§ **Work request**: Every line in the data must be transcribed exactly.
──────────
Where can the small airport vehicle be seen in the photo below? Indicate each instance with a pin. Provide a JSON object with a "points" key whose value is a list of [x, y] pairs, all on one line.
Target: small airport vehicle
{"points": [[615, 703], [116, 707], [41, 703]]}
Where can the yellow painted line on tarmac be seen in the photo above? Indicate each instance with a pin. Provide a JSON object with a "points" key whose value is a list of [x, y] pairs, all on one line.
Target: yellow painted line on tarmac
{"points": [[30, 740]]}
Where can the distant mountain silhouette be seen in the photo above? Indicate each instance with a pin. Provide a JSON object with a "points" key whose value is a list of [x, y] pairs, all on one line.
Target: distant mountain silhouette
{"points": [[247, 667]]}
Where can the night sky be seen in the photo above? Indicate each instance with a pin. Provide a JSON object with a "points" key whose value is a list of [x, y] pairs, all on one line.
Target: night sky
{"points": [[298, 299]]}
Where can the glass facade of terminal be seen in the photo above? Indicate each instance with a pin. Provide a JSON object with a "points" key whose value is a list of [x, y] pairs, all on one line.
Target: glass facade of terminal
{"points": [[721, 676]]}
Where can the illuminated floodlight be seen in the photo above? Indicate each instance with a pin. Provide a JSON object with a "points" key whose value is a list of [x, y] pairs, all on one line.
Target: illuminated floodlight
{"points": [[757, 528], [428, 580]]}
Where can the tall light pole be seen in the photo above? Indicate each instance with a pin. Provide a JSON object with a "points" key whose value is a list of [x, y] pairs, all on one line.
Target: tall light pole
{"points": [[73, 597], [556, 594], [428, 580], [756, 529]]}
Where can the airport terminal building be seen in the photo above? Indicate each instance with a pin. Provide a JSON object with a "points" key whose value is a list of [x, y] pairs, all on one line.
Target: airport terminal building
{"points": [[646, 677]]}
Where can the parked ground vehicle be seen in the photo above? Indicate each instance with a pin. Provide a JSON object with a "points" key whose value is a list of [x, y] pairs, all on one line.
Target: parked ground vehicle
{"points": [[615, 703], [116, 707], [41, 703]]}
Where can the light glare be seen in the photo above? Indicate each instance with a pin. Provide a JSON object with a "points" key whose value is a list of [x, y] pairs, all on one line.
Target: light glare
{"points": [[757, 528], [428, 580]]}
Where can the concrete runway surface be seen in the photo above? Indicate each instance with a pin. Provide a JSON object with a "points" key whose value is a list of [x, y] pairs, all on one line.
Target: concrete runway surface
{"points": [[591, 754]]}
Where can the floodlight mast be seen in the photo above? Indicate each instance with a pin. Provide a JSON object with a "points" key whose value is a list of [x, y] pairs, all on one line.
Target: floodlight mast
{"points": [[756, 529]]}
──────────
§ **Written response**:
Where can the small airport vehicle be seen in the photo below? Indicate each instance with a pin. Provide a JSON object with a "points" key whose value is a list of [x, y] pairs, all on one line.
Target: small airport vehicle
{"points": [[615, 703], [116, 707], [41, 703]]}
Where can the yellow painted line on tarmac be seen in the photo above? Indicate each instance with a pin. Provide a JSON object with a "points" key whose value is a list of [x, y] pairs, all on one line.
Target: yellow painted line on tarmac
{"points": [[30, 740]]}
Where can the distant mountain silhouette be seen in the photo above? Indicate each instance with a pin. Provide a JSON object with a "points" key whose value is a list of [x, y] pairs, all on one line.
Target: distant mountain silhouette
{"points": [[247, 667]]}
Where can the night sky be seen in the photo above? Indicate each instance with a pin. Provide a JSON object with a "points" key whose value is a list of [x, y] pairs, all on one line.
Target: night sky
{"points": [[298, 299]]}
Where can the glass facade of terminal be seen in the photo above? Indicate each instance with a pin. Provide a JSON object with a "points" key whose value is a list of [x, y] pairs, all on one line.
Target: glass facade of terminal
{"points": [[721, 676]]}
Where can the illuminated floodlight be seen in the photo above? Indicate each instance with a pin. Provide a JSON object with a "points" key whose value is a list of [x, y] pairs, all on one line.
Target: illuminated floodlight
{"points": [[757, 528], [428, 580]]}
Where can the tall light pole be seen in the photo above? Indicate each instance with a pin. Provide a JSON object with a "points" key whose value is a list of [x, y] pairs, all on one line.
Target: tall light pole
{"points": [[73, 597], [556, 594], [428, 580], [756, 529]]}
Where can the airport terminal building be seen in the photo above? Indicate each instance with a pin. Provide a JSON object with a "points" key whose value is a list of [x, y] pairs, all on one line.
Target: airport terminal building
{"points": [[646, 677]]}
Where can the parked ground vehicle be seen in the photo above? Indicate each instance with a pin. Provide a JSON object with a "points" key whose value is a list of [x, y] pairs, all on one line.
Target: parked ground vehicle
{"points": [[615, 703], [116, 707], [41, 703]]}
Where can the light glare be seen in the photo above? Indicate each instance with a pin. Provide a JSON object with a "points" key whose value is a list of [x, y] pairs, all on one line.
Target: light glare
{"points": [[757, 528], [428, 580]]}
Where can the concrete runway surface be seen in the photo above? Indicate each instance with a pin. Provide a JSON object with a "points" key whose value is a list of [x, y] pairs, all on one line.
Target: concrete runway surface
{"points": [[591, 754]]}
Where can the floodlight mast be seen in the photo above? Indicate each instance with a pin. Provide a JSON object with a "points" key whose value is a list of [x, y] pairs, all on one line.
Target: floodlight mast
{"points": [[756, 529]]}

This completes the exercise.